- _Short exercise_
Extend the passage below about adopting summary reversal at the California Supreme Court, starting after its final sentence.

- _Source extract_

The court’s ability to grant-and-transfer is a similarly blunt tool for correcting errors that do not merit a full opinion. Deceptively simple in concept, in practice grant-and-transfer can actually result in less efficiency for the court.[11] For instance, the Court of Appeal may be resistant to a case being returned with opaque directions to review the listed precedent and change its opinion accordingly. And nothing in the constitutional scheme compels the Court of Appeal to reverse its original position. Maybe the panel did read those cases, found them irrelevant, and chose not to discuss them. Or maybe the panel, on reconsideration, concludes it was right the first time and affirms its original opinion; SCOCA must then either decide the matter itself on full briefing, or let it go. This uncommunicative exchange wastes judicial resources, delays finality for the parties, and impedes effective administration of the law.
Adding summary reversal to the list of available options can address these issues.
3. Summary Reversal with a Short Opinion Balances Constitutional Concerns with Caseload Reality
If the California Supreme Court adopted summary reversal, it could enhance efficiency by avoiding the inefficient, opaque grant-and-transfer process and avoiding the risk that a Court of Appeal panel will reaffirm its previous (wrong) decision. See, e.g., Lane v. Hughes Aircraft Co. at 416. Additionally, summary reversal could alleviate legitimacy concerns about the depublication process by reducing the need to use it.
The effective employment of summary reversal by other courts demonstrates that its appropriate use can assist our high court in managing its caseload. The most prominent example is the U.S. Supreme Court summary reversal procedure, which does not involve briefing by the parties or oral argument,[12] and sometimes disposes of cases in just one paragraph.[13] And the Ninth Circuit employs memorandum dispositions.[14] That procedure is an excellent model for summary reversal by SCOCA, as it permits efficient workload management, especially for egregious legal errors that do not involve development of the law or a conflict among lower courts—errors that depublication cannot possibly address because that option leaves the flawed result intact.
One might caution that introducing summary reversals to the California Supreme Court will increase its workload, as the requirement of an opinion in writing with reasons stated would require more work than a simple grant-and-transfer or depublication order. But the reverse is true: adopting a summary reversal procedure would help the court manage its workload. As detailed by both Justice Grodin and Justice Liu, central staff prepare conference memoranda used each week by the justices in conference.[15] If these conference memoranda accomplish—or can be used to accomplish—at least the minimal work done in the Ninth Circuit’s memorandum dispositions, then the justices at conference need only approve a conference memorandum as a draft of the summary reversal. Thus, summary reversal better addresses the use case for depublication: fixing a bad result without adding to the court’s workload.[16]
Using summary reversal, the court can reach more cases, clarify more law, and manage its workload more efficiently, all while improving its legitimacy and transparency. And more cases will be decided correctly. Without summary reversal, the court simply cannot grant review to address every miscarriage of justice. That necessarily means that some miscarriages of justice are allowed to stand—hardly a desirable result. Adopting a summary reversal procedure at minimum would mean that more reversible error will be corrected, while likely reducing (or at least not increasing) the court’s workload.

- _Data excerpts_
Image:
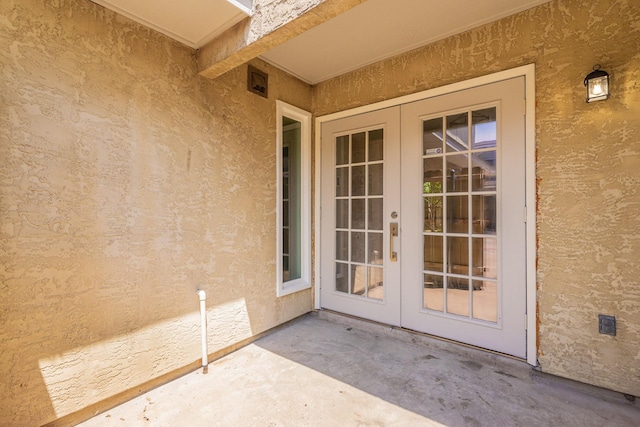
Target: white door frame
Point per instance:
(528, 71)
==
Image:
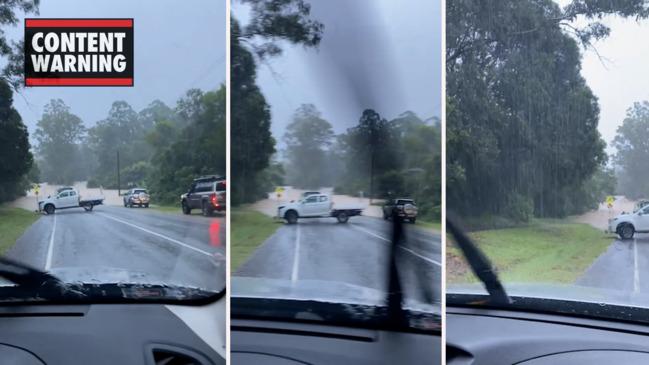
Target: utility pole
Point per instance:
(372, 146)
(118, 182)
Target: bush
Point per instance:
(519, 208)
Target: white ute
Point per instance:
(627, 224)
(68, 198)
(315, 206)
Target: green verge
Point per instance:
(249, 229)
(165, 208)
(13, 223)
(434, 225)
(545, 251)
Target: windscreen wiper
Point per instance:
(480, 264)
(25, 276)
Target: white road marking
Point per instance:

- _Output_
Concerns that summary reversals will be too brief to provide proper guidance can be resolved by not publishing them, much like the Ninth Circuit’s memorandum dispositions. This would require alteration of the Rules of Court by the Judicial Council to permit summary reversal opinions to be unpublished, but that change is within the constitutional limits set forth in Article VI, section 14: publication “as the Supreme Court deems appropriate . . . .”
It may seem hypocritical to advocate for unpublished summary reversal opinions when depublication is so highly criticized. But even unpublished summary reversal opinions improve on depublication by providing some reasoning; in cases where the court wishes to remain silent, it can still depublish without comment. Depublication could continue in what Katz refers to as the “weak form” of depublication: as “merely a tool to police compliance with the criteria for publication.”[17] The need for depublication in its “strong form”—“the rule forbidding citation of unpublished opinions”—would lessen because the court could instead use summary reversal for those opinions with the greatest danger of confusing the law, and those opinions where the result is clearly incorrect. Depublication could be reserved for the cases where the court truly has no “opinion of the correctness of the result of the decision or of any law stated in the opinion.” Rule 8.1125(d).
4. Conclusion
No tool employed by California’s high court (or any court for that matter) will be perfect. None of the existing tools are useless; all serve the purpose of helping an overburdened court manage its workload. Adding the option for disciplined use of a grant for summary reversal will enhance the California Supreme Court’s efficiency and foster transparency, legitimacy, and clarity in the law. It is difficult to imagine that having such a tool would make matters worse.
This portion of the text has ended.